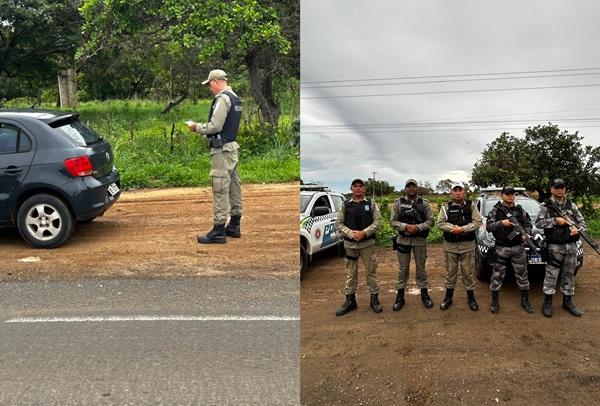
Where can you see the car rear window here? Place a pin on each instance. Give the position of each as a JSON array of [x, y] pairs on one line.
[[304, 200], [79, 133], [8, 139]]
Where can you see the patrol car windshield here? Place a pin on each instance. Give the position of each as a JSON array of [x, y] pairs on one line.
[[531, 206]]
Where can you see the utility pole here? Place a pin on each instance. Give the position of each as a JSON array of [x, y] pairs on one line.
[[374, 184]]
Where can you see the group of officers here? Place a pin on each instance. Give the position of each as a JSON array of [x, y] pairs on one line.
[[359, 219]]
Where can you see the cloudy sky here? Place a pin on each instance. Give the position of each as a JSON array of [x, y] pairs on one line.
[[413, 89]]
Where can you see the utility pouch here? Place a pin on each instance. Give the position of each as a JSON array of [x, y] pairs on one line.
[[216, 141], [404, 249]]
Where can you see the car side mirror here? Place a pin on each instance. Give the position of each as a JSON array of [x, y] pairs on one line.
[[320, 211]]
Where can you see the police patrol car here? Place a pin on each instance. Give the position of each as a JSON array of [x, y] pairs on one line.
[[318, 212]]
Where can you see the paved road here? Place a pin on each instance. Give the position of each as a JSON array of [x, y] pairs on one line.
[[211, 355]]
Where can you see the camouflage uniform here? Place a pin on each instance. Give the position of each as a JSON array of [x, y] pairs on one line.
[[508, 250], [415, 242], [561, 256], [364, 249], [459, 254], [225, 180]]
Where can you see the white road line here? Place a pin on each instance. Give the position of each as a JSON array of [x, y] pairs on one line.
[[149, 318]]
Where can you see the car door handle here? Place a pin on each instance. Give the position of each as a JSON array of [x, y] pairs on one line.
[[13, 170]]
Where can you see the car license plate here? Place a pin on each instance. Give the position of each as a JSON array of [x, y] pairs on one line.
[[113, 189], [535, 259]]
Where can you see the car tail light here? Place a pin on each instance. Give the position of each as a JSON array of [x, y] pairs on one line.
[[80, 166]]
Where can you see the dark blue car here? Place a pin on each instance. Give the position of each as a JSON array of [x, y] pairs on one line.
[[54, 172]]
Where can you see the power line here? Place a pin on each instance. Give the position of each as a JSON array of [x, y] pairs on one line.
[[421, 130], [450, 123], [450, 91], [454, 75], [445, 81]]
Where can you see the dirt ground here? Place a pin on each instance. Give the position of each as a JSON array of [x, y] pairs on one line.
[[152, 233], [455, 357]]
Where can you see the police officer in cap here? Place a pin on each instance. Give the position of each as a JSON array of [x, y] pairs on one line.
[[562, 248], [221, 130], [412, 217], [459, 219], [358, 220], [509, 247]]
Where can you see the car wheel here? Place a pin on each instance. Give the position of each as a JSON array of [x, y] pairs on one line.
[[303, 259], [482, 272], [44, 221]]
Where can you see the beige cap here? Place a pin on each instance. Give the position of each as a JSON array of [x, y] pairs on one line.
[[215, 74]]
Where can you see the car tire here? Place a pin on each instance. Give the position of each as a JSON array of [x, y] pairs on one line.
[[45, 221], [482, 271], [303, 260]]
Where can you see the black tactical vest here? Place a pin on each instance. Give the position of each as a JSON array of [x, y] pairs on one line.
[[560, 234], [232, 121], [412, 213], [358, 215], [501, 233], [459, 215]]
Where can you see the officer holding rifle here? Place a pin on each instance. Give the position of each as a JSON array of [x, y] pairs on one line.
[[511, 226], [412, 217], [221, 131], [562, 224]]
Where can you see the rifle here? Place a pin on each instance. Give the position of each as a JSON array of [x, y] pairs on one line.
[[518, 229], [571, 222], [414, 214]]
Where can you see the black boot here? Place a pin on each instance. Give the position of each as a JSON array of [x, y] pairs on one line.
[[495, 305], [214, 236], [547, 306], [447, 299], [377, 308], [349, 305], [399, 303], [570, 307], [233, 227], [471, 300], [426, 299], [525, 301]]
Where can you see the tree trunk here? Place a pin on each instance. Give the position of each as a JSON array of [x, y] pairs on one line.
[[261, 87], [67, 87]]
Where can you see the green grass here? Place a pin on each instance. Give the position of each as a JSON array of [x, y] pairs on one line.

● ● ● ●

▸ **WHAT TO PRODUCE**
Rewrite all the rows above as a numbered list with no blank lines, and leave the pictures out.

▸ **RESPONSE TO THE TASK**
1. Where can you see the car rear window here? Place a pin on each instance. Give the position of each as a JSON array of [x, y] pairs on one line.
2. [[304, 200], [79, 133], [8, 139]]
3. Where can you see the patrol car windshield here? Place a pin on each instance. Give the position of each as a JSON array of [x, y] pairs on one line.
4. [[531, 206]]
5. Where can you see the utility pole here? Place a pin on each instance. Give the position of each as a JSON array of [x, y] pairs on one line.
6. [[374, 184]]
7. Where can you see the group of officers here? Place a pin on each instance. Give the position of each as a JSON array of [x, y] pairs on one line.
8. [[359, 219]]
9. Where can you see the cloudy sky here? Place a pin on each instance. Give the position of each as a JSON array of [x, y] pairs on one line.
10. [[413, 89]]
11. Where can you see the utility pouch here? Place a pin on each instance. Give the position of each as a JSON array of [x, y] pairs on one line.
12. [[216, 141], [404, 249]]
13. Where can you see the car side mirror here? Place a pin on each instance. Give the position of each as a JSON array of [x, y] pairs on one line.
14. [[320, 211]]
15. Where can you see the police patrol car here? Place a pin on each instance. Give the position of each as a JSON array of [x, y] pairs on one line.
16. [[318, 212]]
17. Where can you see the paved road here? Place a pin on each instance. Give the position of each as a JSON array of [x, y] pairs on one line.
18. [[211, 355]]
19. Where can you see the camouflage uniform here? Place a pin on each instance. Give the position of each as a JSON array of [x, y] pairs on one line.
20. [[508, 250], [415, 242], [561, 256], [364, 249], [459, 254], [225, 180]]
21. Where can you see the white road line here? Place a pin on each instance. Give the position of each as a JSON array of [x, y] pairs on one line.
22. [[149, 318]]
23. Where can you see the car door handle here? Place a pin on each instance. Give the position of each as a JSON array of [x, y] pairs on one line.
24. [[13, 170]]
25. Where can you see the car license plate here? Place a pin on each instance. Give the position of each as a JSON array of [x, y] pairs on one line.
26. [[113, 189], [535, 259]]
27. Where can you see the car tail light here? Place a pin on each instance. Give the position of each as a JSON array of [x, y] pairs on one line.
28. [[80, 166]]
29. Where can you see the dark blue car here? Place a pin on each instance. Give the position of each as a JSON array of [x, y] pairs on one line.
30. [[54, 172]]
31. Where can you see the power line here? Place a pin on each instance. Give the position of each as a JSON array of [x, y] pairs on one line.
32. [[421, 130], [450, 123], [450, 91], [454, 75], [445, 81]]
33. Where can you see the dirt ground here? Place a pin on each instance. Give the position of each as a JSON array of [x, y] pairs on one line.
34. [[152, 233], [455, 357]]
35. Where can you see the police officer in cap here? Place a pin on each instance. Give the position of each as a JSON array of [x, y] pairs on one line.
36. [[562, 248], [221, 130], [412, 217], [459, 219], [358, 220], [509, 247]]
37. Where can you see the car wheel here? Place a pin on each instance. Give the position of each as a JSON array of [x, y] pairs on one line.
38. [[303, 259], [482, 272], [44, 221]]
39. Where can you see the beige cap here? Place a pin on each instance. Give the position of each as a JSON array of [x, y] pairs on one line.
40. [[215, 74]]
41. Where can you see the car tire here? Place a pin on each instance. Give the position of each as a JSON array of [x, y] pairs on one line.
42. [[45, 221], [482, 271], [303, 260]]
43. Where can you see the black tactical vest here? Place a pin on each instance. Give the position of each as a JSON array of [x, y] pairs on one line.
44. [[560, 234], [232, 121], [412, 213], [358, 215], [501, 233], [459, 215]]
45. Where can you see the officer holding rifle here? Place a pin on each instance. Give the position of each as a JSON array of [x, y] pairs on one line.
46. [[511, 226], [412, 217], [221, 131], [562, 224]]
47. Where can you see the rifle here? Place a pin on each instance. Give the position of each as a JSON array of [x, y] pairs on one line.
48. [[518, 229], [571, 222], [414, 214]]
49. Where can you see the black boot here? Place a pin on each instance. Give the position of each as a JSON array of [x, y] pairs on one line.
50. [[495, 305], [214, 236], [547, 306], [447, 299], [377, 308], [349, 305], [399, 303], [570, 307], [233, 227], [471, 300], [426, 299], [525, 301]]
51. Where can you see the tree trunk here? Place a pin on each instance. Give the position of each as a JSON array of [x, y] pairs on one line.
52. [[261, 87], [67, 87]]
53. Where can you see the green grass here? Place a pin on each instance. Give the position of each as a JSON array of [x, y] pairs on one line.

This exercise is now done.